# Task details
Pull out each line in the data below that contains the string "floor", and copy every such line in full.
——————
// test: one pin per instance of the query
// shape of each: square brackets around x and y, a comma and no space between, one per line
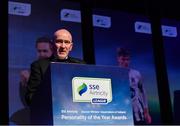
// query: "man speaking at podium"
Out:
[63,45]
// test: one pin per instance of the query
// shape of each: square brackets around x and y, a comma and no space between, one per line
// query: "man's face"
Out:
[63,44]
[123,61]
[44,50]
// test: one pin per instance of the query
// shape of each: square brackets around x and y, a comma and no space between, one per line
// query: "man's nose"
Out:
[63,45]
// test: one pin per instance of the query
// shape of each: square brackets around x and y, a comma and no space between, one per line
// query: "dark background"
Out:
[154,9]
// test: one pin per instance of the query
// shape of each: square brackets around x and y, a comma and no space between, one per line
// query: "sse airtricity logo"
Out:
[82,89]
[93,90]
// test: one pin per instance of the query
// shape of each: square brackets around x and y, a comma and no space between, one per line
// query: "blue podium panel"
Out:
[90,95]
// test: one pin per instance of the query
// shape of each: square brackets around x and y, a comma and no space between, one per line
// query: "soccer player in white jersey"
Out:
[138,95]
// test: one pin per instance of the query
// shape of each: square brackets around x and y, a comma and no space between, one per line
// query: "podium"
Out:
[74,94]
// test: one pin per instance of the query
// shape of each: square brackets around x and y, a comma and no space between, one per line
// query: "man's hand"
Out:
[147,116]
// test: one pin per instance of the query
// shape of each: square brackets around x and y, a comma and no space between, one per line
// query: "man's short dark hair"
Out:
[44,39]
[123,52]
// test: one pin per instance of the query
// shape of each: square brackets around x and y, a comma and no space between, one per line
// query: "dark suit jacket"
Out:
[38,70]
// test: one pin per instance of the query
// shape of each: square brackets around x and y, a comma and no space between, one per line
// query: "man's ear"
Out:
[71,47]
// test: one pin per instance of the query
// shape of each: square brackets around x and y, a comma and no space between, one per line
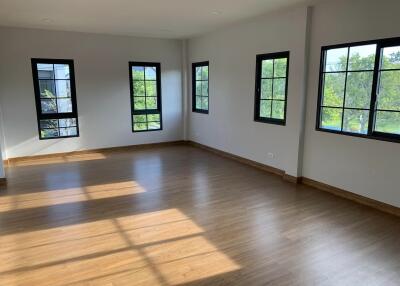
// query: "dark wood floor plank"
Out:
[178,215]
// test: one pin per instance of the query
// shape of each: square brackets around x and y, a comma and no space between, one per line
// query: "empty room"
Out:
[182,142]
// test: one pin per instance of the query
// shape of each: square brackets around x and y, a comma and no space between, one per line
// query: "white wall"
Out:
[363,166]
[229,126]
[102,87]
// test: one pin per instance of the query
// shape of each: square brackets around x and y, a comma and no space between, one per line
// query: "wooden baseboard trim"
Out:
[306,181]
[245,161]
[292,179]
[296,180]
[352,196]
[12,161]
[3,181]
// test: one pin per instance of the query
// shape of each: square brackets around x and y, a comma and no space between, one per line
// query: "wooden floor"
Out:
[179,215]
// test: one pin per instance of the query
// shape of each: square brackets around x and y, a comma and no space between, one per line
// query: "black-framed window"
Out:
[359,89]
[200,87]
[54,85]
[145,86]
[272,72]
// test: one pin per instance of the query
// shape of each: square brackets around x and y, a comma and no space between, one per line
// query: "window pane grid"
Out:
[146,100]
[55,98]
[271,85]
[370,100]
[200,87]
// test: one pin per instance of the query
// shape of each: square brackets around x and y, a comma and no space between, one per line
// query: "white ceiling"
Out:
[151,18]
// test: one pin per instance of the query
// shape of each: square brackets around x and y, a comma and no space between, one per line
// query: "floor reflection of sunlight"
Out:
[59,159]
[57,197]
[157,248]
——————
# Answer in full
// query: "dark wood floor plank"
// query: "wooden floor"
// query: "floor reflection of sunlight"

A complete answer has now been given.